(Source data)
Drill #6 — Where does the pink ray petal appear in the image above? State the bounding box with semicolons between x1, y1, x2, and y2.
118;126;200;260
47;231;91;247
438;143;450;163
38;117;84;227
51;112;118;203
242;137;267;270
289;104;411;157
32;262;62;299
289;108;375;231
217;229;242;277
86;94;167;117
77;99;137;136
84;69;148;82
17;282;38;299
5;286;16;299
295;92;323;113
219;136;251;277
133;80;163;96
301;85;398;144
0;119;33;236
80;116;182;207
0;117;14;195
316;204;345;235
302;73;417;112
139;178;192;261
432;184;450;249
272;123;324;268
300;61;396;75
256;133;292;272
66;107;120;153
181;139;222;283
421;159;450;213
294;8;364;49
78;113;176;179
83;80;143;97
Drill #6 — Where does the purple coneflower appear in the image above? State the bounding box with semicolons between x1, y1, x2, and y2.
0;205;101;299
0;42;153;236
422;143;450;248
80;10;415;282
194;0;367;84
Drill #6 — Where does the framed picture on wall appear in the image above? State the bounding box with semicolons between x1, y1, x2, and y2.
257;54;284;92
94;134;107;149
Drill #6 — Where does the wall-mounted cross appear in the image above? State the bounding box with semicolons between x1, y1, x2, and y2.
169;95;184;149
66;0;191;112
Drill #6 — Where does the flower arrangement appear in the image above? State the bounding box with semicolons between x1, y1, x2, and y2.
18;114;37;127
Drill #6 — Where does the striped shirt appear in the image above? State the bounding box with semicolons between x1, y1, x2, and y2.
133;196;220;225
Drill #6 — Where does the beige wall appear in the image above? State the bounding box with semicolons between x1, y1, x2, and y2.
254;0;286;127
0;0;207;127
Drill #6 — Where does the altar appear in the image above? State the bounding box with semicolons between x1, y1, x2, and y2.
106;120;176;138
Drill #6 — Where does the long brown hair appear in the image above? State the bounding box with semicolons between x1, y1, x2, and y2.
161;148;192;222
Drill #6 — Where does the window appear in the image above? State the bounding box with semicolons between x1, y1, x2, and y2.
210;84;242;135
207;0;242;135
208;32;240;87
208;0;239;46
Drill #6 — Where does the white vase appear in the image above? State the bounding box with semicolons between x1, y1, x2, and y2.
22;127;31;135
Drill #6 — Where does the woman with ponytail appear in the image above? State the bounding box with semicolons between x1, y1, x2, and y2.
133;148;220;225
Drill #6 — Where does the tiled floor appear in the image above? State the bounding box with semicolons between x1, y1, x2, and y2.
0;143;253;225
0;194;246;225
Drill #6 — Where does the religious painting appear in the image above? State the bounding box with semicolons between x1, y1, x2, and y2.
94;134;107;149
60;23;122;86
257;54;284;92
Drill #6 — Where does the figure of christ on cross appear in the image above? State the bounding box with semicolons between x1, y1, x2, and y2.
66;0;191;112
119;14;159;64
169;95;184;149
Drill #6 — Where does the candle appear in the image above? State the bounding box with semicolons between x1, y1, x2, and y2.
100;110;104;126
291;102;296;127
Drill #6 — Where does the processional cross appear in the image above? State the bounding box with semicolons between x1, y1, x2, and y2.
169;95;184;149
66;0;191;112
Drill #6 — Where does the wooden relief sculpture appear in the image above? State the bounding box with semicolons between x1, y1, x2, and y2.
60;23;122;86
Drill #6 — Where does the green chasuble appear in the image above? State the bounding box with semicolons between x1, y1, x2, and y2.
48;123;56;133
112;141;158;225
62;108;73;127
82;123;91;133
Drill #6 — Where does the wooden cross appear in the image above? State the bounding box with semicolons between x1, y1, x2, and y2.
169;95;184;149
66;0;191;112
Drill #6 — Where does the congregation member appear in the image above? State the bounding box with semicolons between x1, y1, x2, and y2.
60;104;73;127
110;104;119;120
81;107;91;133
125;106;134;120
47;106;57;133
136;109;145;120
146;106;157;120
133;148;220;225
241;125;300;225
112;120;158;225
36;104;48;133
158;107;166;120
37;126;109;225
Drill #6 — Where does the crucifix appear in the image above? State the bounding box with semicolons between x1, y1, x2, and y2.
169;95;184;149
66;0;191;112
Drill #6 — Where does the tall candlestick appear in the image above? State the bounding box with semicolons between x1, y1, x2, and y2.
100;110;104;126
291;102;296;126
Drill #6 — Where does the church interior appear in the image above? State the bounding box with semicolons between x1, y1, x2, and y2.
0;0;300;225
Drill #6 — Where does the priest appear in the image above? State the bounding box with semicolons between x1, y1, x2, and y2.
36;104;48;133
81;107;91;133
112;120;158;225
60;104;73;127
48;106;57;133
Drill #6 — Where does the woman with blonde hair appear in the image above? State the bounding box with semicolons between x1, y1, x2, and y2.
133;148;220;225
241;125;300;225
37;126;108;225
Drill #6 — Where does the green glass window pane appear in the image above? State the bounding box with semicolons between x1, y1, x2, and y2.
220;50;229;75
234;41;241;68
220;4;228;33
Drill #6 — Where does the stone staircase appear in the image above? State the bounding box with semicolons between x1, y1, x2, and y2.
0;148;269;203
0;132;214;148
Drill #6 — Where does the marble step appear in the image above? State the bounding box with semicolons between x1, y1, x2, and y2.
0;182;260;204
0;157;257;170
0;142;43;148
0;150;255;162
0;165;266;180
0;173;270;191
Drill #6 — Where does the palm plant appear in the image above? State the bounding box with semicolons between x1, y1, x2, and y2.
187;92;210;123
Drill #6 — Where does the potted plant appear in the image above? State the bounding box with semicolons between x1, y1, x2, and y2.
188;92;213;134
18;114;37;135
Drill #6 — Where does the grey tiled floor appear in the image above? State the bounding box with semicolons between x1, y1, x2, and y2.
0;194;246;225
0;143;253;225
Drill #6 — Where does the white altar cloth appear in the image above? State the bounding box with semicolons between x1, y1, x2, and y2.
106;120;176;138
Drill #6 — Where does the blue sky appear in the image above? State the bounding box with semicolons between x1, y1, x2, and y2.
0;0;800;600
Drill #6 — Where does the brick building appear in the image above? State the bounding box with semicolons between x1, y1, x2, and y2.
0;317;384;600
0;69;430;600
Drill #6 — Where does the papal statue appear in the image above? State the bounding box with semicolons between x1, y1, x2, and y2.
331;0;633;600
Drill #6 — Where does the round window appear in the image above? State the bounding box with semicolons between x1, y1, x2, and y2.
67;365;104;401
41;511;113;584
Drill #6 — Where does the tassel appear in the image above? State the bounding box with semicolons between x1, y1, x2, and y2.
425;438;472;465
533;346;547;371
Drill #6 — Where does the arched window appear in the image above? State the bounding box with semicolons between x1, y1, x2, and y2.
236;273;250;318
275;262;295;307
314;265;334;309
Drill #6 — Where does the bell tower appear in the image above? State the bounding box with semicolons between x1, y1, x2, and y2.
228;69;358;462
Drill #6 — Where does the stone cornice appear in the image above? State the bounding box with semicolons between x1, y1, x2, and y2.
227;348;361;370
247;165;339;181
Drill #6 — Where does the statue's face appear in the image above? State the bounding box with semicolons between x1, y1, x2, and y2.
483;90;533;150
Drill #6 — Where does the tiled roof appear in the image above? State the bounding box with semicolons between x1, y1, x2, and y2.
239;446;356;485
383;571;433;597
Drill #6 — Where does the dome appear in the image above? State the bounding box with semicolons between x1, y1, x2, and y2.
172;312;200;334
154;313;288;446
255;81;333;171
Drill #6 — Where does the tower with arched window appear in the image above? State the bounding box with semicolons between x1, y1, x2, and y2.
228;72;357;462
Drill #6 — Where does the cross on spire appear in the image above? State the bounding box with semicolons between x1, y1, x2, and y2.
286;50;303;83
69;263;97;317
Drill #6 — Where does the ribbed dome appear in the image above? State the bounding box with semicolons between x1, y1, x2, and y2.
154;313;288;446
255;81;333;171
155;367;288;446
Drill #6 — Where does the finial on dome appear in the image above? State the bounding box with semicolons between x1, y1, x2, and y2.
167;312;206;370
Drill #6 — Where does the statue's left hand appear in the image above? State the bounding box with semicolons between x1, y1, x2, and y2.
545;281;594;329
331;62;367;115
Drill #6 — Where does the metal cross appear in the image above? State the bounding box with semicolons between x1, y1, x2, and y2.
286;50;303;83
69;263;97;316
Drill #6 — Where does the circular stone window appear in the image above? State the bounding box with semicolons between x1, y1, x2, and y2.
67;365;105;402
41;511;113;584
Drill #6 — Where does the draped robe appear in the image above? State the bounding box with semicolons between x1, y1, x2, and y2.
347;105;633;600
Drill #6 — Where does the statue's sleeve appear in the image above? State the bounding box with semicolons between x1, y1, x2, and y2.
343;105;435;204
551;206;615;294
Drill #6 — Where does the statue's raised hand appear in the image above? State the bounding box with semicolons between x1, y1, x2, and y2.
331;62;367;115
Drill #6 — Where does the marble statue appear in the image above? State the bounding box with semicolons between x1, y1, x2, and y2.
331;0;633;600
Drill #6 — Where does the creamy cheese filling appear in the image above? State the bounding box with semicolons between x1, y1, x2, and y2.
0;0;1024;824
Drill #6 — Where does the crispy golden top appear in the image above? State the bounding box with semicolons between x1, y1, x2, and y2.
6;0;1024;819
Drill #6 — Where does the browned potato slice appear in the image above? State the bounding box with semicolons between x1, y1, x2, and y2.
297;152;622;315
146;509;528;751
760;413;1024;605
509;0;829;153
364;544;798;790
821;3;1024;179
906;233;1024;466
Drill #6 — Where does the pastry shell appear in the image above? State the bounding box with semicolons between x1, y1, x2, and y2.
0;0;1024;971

_What you are asked to do_. Rewrite the lines from the one containing "Drill #6 — Where does the tiled roof" through the one containing "69;263;97;317", replacing "bounding box" with "rectangle" and leaving everything else unchanged.

_Response to the exercise_.
Drill #6 — Where does the tiled roof appear in the image above? State the rectangle with semicolons between x1, y1, x2, and y2.
239;446;356;485
383;571;433;597
Drill #6 — Where does the dome appear in the image above? State the rectangle with semicolons between x1, y1, x2, and y2.
172;312;200;334
154;313;288;446
255;81;333;171
Drill #6 — Where does the tower with arched window appear in the image above? State the rectangle with semicolons between x1, y1, x2, and y2.
228;72;357;462
Drill #6 — Where does the cross on spire appear in the image above? State the rectangle with semicolons between x1, y1, x2, and y2.
286;50;303;83
69;263;97;317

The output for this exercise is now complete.